(Named object pointing entries)

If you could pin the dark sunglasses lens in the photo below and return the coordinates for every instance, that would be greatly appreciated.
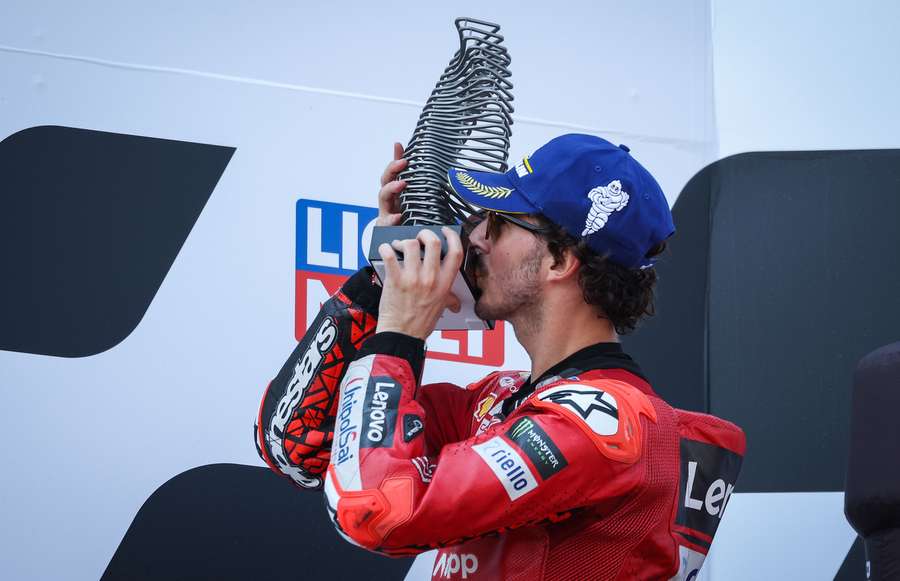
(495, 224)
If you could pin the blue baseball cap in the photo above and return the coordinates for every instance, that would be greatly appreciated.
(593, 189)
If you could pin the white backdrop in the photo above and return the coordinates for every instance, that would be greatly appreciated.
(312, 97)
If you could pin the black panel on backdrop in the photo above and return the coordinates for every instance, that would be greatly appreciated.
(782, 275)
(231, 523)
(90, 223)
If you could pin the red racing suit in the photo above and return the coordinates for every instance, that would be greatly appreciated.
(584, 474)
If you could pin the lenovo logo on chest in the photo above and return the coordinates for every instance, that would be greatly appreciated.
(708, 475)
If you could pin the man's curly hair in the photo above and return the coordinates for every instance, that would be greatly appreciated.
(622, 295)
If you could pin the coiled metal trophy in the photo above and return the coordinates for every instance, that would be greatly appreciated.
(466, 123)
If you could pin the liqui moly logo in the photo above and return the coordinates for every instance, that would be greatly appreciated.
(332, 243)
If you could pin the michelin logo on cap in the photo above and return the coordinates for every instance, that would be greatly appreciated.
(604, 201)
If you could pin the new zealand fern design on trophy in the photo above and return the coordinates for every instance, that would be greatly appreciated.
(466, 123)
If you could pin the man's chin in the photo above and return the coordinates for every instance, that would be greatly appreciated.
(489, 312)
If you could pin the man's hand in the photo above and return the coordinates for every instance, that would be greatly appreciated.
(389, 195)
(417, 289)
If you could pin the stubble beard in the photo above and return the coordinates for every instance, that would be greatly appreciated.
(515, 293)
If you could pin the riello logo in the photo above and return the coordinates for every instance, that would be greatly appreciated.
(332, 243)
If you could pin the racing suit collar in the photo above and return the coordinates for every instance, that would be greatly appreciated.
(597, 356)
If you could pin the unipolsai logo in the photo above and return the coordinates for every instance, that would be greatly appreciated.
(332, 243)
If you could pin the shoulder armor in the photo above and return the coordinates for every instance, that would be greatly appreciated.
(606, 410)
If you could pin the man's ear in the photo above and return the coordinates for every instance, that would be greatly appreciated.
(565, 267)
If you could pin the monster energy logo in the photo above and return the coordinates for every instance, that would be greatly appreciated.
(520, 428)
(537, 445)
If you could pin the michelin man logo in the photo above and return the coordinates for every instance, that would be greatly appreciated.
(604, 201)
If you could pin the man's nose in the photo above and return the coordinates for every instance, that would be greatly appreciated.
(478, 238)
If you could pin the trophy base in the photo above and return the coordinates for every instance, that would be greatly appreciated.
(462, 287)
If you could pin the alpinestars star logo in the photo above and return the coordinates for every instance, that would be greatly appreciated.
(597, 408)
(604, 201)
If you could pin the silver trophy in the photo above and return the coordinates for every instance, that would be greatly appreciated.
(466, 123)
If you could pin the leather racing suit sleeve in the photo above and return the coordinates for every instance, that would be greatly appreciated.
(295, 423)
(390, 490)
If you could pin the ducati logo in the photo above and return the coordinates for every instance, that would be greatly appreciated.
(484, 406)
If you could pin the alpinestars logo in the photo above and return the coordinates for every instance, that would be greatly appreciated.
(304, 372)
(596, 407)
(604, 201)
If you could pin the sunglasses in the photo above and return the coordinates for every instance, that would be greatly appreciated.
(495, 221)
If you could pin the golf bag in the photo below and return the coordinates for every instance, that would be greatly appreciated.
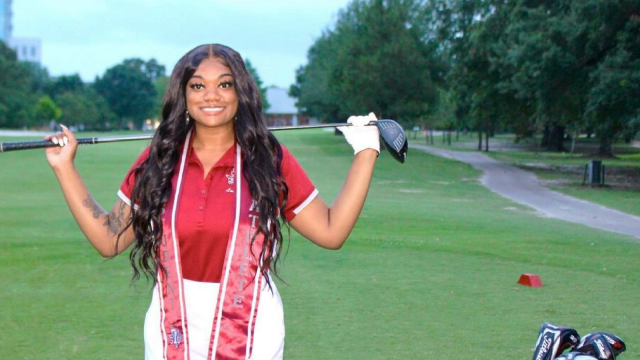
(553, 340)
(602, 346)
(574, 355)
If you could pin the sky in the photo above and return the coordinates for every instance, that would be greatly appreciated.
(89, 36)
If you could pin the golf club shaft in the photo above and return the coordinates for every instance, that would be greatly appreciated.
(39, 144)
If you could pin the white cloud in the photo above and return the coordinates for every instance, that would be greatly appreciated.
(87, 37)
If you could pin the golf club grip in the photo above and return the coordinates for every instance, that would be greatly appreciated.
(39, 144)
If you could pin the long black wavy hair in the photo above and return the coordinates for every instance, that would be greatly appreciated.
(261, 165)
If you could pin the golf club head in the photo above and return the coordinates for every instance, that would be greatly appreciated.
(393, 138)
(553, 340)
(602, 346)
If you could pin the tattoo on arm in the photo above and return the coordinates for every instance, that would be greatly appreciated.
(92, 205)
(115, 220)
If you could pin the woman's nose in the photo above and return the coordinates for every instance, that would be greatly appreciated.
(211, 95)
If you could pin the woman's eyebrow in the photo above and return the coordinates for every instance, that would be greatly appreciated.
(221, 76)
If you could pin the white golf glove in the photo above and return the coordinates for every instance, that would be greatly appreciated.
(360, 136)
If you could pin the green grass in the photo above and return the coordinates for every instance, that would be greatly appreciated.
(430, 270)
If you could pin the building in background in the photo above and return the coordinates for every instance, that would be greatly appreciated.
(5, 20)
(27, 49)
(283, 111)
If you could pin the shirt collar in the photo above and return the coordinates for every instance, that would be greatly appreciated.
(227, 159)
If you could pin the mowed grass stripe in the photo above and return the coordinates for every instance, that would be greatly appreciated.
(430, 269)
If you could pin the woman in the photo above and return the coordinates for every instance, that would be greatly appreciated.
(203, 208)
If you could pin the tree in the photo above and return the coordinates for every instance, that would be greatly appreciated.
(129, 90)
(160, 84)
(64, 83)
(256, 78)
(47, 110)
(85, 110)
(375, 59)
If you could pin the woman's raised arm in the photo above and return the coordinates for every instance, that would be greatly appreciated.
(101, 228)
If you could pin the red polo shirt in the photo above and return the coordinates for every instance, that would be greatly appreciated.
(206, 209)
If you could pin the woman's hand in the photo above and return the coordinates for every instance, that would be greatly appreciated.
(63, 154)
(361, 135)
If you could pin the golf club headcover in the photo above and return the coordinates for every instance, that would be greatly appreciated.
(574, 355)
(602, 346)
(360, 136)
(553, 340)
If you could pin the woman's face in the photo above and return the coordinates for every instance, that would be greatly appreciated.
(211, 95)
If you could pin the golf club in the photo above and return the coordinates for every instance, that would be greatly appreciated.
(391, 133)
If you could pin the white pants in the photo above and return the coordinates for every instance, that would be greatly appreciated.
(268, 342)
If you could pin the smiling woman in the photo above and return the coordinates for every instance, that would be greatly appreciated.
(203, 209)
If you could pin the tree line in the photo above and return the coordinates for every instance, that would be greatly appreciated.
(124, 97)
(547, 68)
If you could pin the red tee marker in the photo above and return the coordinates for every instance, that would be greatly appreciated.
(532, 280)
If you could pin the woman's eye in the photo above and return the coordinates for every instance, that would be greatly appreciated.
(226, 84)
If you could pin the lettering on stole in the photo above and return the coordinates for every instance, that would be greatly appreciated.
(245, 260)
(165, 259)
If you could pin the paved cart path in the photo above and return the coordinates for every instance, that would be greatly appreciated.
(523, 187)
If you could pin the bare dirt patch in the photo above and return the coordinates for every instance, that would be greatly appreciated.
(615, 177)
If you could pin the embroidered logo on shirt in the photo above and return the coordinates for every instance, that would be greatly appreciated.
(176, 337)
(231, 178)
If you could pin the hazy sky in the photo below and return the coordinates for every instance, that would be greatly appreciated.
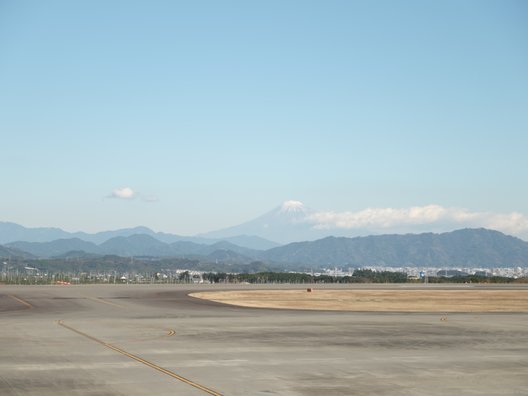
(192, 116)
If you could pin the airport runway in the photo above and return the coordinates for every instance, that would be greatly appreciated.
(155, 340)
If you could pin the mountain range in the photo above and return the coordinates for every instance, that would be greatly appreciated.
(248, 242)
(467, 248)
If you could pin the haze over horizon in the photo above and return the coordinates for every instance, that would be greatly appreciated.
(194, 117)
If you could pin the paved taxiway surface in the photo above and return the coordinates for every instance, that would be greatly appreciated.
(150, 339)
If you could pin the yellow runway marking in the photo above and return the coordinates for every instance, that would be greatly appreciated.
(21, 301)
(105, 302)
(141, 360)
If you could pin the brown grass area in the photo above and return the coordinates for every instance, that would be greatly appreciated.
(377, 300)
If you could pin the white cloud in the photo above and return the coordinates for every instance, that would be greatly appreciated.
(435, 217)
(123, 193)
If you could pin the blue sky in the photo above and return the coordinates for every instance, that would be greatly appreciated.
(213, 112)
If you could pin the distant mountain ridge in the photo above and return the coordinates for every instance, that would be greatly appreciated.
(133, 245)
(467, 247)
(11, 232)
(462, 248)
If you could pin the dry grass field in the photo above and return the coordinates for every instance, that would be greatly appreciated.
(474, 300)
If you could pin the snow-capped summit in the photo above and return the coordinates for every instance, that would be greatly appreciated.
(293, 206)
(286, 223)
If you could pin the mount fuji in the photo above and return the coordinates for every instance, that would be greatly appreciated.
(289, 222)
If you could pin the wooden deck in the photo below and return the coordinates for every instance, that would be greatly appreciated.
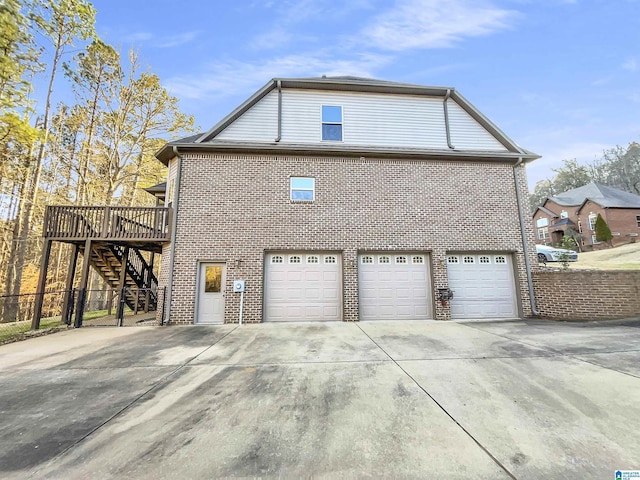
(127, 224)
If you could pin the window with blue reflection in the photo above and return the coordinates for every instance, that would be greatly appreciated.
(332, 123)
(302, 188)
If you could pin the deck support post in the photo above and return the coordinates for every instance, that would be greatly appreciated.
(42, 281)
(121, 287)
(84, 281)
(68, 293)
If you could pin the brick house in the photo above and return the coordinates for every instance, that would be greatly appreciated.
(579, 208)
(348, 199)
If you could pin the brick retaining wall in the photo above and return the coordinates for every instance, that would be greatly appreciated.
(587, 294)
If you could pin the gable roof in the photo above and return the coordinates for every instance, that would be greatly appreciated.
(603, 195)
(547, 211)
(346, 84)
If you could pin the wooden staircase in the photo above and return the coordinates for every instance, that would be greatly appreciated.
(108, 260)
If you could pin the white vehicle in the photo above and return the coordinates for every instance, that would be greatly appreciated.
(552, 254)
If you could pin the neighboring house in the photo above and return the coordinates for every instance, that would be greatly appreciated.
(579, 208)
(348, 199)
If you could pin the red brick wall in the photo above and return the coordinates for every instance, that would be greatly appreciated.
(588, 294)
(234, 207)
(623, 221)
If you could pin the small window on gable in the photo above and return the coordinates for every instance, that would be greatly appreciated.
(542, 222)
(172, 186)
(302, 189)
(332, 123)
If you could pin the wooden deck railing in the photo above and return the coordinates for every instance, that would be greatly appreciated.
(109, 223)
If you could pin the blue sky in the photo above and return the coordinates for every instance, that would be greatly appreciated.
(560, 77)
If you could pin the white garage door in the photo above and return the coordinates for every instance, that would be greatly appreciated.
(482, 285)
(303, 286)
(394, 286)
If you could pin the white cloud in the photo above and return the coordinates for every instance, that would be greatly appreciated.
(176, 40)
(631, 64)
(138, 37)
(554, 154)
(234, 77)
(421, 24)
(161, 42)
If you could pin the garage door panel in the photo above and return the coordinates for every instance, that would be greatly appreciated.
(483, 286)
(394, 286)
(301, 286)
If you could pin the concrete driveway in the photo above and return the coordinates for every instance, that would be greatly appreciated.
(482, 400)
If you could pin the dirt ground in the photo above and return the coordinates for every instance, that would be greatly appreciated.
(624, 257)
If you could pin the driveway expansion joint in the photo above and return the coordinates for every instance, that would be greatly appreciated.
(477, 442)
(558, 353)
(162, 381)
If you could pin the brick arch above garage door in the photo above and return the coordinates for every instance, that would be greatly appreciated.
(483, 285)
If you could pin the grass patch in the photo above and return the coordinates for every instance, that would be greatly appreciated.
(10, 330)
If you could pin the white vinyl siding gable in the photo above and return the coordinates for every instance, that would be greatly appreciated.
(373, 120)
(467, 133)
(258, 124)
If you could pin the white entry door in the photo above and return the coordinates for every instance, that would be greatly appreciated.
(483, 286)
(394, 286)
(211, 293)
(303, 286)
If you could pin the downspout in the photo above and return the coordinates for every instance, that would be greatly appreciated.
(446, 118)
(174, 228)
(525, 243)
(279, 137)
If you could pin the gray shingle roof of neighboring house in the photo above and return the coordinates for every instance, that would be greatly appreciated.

## Written instruction
Look above for the line that holds "If you could pin the driveway", then copy it and each line after it exactly, through the last line of the data.

## Final result
If you could pin the driveway expansion joint in the photo above and return the coordinates for every instance, that would be greatly appreciated.
(477, 442)
(558, 353)
(162, 381)
If you could pin the brick arch above garage door in the photo above and return the coordinates for every instance, that would be greatly appreciated.
(483, 285)
If you could pin the grass patch in the photo above and return the coordinates for every instance, that would be greatly appreciated.
(10, 330)
If you could pin the white vinyl siding gable in the photo above and return the coordinates for every instance, that would be greatly appreciated.
(373, 120)
(467, 133)
(258, 124)
If you could pin the white entry door in the photo above and return the coordinates for every instance, that would be greatly appreciated.
(483, 286)
(394, 286)
(211, 293)
(303, 286)
If you could pin the downspout in the photo above and return the coordinates for every instance, that would be greatly appreciated.
(446, 118)
(174, 228)
(525, 243)
(279, 137)
If you could pin the gray shingle roof of neighboring house in the photo above and return the coordinates for every instance, that would be greatly appreciated.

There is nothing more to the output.